Salad Dressing

Fifty Shades of Salad: #30 Buttermilk-Goat Cheese Dressing

Everyone around me seems to be giving up meat and alcohol until Easter. This leaves me with a seemingly endless amount of time to experiment with cooking meat, provided I can keep thinking of ways to prepare it. As such, I’ve been having an affair with steak salad. I’m also in a fair amount of trouble, because I have no idea what type of dressing goes with steak salad.

The majority of my salad-eating friends don’t take their dressing on the side. They’re a one-stop-shop for creamy dressings, meat, and the occasional poached egg on top. You know what I’m talking about, right? It’s the high-quality call girl version of a salad, and her name isn’t “Ginger,” “Belle,” or “Bambi.” This dressing is worth every penny paid for the ingredients, just like that hooker. (Not that I condone anything illegal. I would never.)

**GOAL:**
Answer these about the buttermilk-goat cheese dressing post:
(a) What are the people around the writer giving up until Easter?
(b) What number does the Buttermilk-Goat Cheese Dressing carry in the "Fifty Shades of Salad" series?
(c) How do most of the writer's salad-eating friends not take their dressing?

**RECORD SET:**
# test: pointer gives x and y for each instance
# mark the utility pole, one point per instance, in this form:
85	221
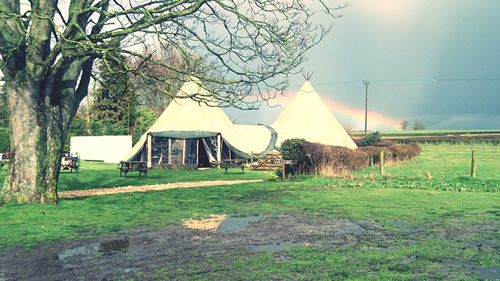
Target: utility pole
366	102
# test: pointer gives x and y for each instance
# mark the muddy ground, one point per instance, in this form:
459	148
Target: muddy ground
138	254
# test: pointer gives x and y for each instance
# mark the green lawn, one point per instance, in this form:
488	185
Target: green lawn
448	223
429	132
444	166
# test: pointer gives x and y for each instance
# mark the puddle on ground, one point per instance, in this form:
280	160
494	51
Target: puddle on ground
276	246
94	249
87	250
488	272
234	224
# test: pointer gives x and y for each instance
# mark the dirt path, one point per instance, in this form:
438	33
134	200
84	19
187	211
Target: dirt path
146	188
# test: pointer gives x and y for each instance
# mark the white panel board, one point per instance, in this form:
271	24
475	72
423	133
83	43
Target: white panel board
109	149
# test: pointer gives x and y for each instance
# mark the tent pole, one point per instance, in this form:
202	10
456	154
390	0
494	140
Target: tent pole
197	152
219	150
149	151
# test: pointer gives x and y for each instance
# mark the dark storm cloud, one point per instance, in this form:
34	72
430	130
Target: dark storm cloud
438	61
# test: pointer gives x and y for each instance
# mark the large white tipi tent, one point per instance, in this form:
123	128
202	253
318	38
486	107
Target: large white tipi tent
309	118
189	132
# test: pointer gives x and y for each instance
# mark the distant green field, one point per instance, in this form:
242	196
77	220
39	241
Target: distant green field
447	162
428	132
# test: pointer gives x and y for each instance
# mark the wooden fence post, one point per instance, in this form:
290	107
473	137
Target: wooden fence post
473	165
283	175
381	162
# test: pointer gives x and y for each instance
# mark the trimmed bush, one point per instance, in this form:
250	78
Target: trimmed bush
335	161
371	139
293	149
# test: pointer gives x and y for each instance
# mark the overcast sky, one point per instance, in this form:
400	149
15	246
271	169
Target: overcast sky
435	61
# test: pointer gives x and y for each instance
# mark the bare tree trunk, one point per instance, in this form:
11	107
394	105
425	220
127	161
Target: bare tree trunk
36	139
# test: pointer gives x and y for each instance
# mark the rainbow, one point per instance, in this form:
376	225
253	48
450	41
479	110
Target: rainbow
342	111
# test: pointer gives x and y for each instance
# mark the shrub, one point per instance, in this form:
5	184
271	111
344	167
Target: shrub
334	161
371	139
293	149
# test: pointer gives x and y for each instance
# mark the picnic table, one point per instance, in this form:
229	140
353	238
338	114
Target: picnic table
233	163
130	166
70	163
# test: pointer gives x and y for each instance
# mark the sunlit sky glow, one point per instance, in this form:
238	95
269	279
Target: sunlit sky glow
435	61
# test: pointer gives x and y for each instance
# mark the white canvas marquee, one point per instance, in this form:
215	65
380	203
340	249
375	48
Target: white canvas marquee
109	149
196	133
308	117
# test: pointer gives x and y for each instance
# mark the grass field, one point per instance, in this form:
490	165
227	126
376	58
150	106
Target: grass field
409	234
429	132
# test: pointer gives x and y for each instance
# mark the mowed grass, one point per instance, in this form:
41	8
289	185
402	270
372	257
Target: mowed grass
446	163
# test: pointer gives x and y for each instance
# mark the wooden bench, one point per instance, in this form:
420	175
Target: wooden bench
131	166
70	163
233	163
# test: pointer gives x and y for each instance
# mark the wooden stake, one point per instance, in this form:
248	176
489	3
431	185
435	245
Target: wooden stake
283	173
148	163
169	151
183	151
473	165
381	162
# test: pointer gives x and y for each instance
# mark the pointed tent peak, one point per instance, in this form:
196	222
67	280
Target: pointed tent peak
307	87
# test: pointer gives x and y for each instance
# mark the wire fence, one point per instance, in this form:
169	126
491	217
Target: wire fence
449	161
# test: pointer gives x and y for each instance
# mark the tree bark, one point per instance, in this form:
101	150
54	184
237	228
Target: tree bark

**TASK RESULT:**
(a) Meat and alcohol.
(b) #30.
(c) On the side.